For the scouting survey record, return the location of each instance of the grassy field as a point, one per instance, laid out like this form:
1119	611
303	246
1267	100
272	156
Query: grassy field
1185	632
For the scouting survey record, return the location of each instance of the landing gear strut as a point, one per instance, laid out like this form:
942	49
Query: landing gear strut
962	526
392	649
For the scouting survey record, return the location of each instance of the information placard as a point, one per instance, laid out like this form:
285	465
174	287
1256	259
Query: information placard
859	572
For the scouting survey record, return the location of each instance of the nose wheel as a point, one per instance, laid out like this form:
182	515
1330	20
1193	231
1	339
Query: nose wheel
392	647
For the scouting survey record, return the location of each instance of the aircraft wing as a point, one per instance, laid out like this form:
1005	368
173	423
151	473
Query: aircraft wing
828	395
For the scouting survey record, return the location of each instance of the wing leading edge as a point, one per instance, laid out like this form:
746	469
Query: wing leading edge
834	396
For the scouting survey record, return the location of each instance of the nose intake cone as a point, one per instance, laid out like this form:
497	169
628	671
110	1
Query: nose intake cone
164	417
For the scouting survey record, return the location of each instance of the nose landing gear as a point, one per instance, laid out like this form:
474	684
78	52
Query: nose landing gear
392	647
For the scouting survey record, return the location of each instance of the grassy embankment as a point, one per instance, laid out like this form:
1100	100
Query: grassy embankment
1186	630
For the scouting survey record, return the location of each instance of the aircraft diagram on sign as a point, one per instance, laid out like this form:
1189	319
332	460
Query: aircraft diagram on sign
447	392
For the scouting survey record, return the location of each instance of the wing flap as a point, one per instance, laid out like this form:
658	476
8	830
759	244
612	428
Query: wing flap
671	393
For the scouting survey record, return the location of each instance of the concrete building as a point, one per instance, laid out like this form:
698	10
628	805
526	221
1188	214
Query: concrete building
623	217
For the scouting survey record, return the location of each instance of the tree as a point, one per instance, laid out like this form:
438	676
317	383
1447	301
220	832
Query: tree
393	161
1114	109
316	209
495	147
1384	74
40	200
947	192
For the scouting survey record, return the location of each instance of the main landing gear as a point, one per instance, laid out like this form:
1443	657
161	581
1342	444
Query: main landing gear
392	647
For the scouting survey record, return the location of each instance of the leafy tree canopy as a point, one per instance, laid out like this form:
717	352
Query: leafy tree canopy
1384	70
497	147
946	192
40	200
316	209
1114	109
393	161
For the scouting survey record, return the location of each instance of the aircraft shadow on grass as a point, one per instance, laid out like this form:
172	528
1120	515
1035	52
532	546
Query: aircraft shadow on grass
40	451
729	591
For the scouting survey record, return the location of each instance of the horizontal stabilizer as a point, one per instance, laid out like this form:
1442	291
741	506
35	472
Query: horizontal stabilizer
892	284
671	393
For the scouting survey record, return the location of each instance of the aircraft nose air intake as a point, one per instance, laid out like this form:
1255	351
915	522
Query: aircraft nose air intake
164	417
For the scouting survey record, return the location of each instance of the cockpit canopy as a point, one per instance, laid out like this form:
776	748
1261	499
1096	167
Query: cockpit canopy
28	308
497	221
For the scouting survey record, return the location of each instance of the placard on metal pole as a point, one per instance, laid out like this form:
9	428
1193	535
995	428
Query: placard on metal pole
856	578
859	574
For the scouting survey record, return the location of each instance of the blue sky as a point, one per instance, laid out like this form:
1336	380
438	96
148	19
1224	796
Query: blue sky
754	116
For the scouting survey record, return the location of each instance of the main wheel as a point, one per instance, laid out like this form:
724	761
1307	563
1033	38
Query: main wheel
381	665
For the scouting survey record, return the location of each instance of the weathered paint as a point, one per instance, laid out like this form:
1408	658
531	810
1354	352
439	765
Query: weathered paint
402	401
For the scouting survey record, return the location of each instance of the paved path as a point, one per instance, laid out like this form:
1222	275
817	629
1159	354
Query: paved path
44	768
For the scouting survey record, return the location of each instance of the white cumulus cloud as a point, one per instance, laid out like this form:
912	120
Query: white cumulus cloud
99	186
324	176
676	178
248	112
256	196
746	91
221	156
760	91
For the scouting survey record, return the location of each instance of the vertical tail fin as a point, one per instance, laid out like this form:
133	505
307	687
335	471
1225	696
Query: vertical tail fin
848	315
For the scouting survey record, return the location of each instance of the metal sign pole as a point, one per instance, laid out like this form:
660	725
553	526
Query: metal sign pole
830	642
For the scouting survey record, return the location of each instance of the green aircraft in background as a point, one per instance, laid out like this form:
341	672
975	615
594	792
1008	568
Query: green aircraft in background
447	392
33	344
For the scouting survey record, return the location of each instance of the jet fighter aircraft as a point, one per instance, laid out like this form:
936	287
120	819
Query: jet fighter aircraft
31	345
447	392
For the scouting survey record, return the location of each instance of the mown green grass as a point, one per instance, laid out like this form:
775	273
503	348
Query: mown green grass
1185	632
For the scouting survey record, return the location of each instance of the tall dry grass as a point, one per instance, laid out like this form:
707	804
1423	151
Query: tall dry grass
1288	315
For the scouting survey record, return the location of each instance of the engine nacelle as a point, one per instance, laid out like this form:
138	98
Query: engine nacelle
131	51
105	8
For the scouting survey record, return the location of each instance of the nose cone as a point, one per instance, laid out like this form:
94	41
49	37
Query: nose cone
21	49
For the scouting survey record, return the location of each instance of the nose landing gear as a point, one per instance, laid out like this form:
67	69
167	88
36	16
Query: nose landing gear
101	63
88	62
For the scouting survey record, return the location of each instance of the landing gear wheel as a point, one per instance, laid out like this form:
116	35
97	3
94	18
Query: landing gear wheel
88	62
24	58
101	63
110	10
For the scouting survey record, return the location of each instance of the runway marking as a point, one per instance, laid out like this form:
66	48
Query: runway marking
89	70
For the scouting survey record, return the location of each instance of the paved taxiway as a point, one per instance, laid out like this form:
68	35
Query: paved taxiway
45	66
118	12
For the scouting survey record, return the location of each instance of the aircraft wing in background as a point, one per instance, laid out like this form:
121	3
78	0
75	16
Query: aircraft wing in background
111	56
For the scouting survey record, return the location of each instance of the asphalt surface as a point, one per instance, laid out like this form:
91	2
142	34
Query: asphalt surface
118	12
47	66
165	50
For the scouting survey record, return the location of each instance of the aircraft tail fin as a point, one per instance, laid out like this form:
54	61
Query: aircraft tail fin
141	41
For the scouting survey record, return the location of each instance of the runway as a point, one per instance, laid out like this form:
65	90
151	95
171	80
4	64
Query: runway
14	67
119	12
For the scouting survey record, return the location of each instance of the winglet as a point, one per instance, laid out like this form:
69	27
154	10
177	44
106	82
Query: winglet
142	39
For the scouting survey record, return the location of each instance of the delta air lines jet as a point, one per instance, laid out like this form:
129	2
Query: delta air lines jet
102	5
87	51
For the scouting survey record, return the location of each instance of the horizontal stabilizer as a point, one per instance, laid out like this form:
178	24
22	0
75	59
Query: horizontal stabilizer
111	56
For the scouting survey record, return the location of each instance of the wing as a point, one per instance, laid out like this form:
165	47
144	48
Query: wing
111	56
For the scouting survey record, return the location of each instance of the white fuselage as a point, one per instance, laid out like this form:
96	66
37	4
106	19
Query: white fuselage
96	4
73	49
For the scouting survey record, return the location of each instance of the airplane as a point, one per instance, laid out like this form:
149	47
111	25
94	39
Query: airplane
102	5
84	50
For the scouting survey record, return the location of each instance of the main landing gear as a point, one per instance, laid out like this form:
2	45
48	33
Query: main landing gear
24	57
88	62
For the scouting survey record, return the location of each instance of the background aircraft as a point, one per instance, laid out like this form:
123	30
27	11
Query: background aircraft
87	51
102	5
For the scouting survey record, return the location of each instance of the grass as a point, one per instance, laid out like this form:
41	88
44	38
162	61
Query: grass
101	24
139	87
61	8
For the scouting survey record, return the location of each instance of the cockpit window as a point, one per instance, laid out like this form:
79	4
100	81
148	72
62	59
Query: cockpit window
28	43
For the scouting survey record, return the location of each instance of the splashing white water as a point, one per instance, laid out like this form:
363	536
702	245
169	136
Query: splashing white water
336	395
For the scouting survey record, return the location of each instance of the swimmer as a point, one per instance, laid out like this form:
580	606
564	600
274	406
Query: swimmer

◆ ◆ ◆

→ **WHAT IS REQUIRED**:
From the line that contains "the wing as" to the last line of the material above, repeat every line exactly, keeping both the first and the last.

→ **FULL ANSWER**:
For the scouting survey record, return the location of each instance of the wing as a point, one per instance, laid out like this form:
165	47
144	48
Query: wing
111	56
For the scouting survey record, return the location of each instance of the white fuselage as a point, one per instance, laid out like this form:
96	66
37	4
106	19
Query: white fuselage
96	4
73	49
For the scouting survey record, return the location of each instance of the airplane as a point, one per instance, laid out like this form:
149	47
111	25
94	39
Query: airplane
102	5
84	50
For the scouting survey record, return the location of each instance of the main landing gear as a point, one per instance, laid out like this form:
2	45
48	33
Query: main landing gear
24	57
88	62
For the scouting survey record, return the location of each instance of the background aircraft as a point, one per instance, laid out like this form:
123	30
27	11
Query: background aircraft
87	51
102	5
For the scouting survey record, return the location of each instance of the grass as a point, one per instance, laid out like this form:
41	88
44	38
162	61
Query: grass
101	24
139	87
61	8
For the scouting survey record, return the location of each instance of the cockpit window as a point, one per instance, laid out like this form:
79	4
100	81
148	72
62	59
Query: cockpit window
28	43
For the scouting survey record, return the location of each instance of the splashing white water as a point, one per instance, laid out like this form:
363	536
702	245
169	136
Query: splashing white water
336	395
For the scouting survey record, return the location of each instance of the swimmer as a point, one per instance, laid out like this form:
580	606
564	600
274	406
Query: swimmer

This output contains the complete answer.